* [Request]:
In the mailing-list post about the Forbidden Planet soundtrack, what copy of the film does Scott say he has, and where did he get it?

[sdiy] Essential listening? - Forbidden Planet soundtrack

Scott Gravenhorst music.maker at gte.net
Mon Jan 5 16:31:54 CET 2004


jbv <jbv.silences at Club-Internet.fr> wrote:
>
>
>Scott,
>
>>
>> I do agree that it isn't my thing either (music concrete).  I've got a VHS
>> copy I snagged from TV years ago (they don't play these old classics much).
>> An album of just that wouldn't do much for me either.  Ever since I learned
>> how it was made, I wondered if anyone had ever done such things again,
>> especially with modern day components.  Judging from the responses, I would
>> guess not.  I would also guess that using this technique was a matter of
>> accidental discovery and not by deliberate engineering design.
>
>What are you refering to by "accidental discovery and not by deliberate
>engineering
>design" , musique concrete or early electronic works such as the Forbidden
>Planet
>sndtk ?
>If you're refering to musique concrete, IMHO you couldn't be more wrong :
>there's a huge amount of musical theory behind the works.

* [Record extracts]:
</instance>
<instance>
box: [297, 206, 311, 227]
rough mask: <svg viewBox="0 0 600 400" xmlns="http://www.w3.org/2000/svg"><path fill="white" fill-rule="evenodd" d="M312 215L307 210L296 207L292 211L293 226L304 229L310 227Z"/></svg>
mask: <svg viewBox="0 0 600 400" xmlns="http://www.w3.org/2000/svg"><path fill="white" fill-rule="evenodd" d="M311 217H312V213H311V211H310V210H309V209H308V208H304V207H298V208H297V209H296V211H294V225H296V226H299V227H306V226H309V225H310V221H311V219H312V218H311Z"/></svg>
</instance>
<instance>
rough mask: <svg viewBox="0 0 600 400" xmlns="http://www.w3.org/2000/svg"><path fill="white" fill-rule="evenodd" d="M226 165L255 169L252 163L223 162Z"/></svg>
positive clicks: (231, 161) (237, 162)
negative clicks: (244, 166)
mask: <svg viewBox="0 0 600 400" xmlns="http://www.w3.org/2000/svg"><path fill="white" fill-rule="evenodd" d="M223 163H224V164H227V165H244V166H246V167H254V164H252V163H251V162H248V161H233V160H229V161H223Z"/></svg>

* [Answer to this problem]:
A VHS copy that he snagged from TV years ago.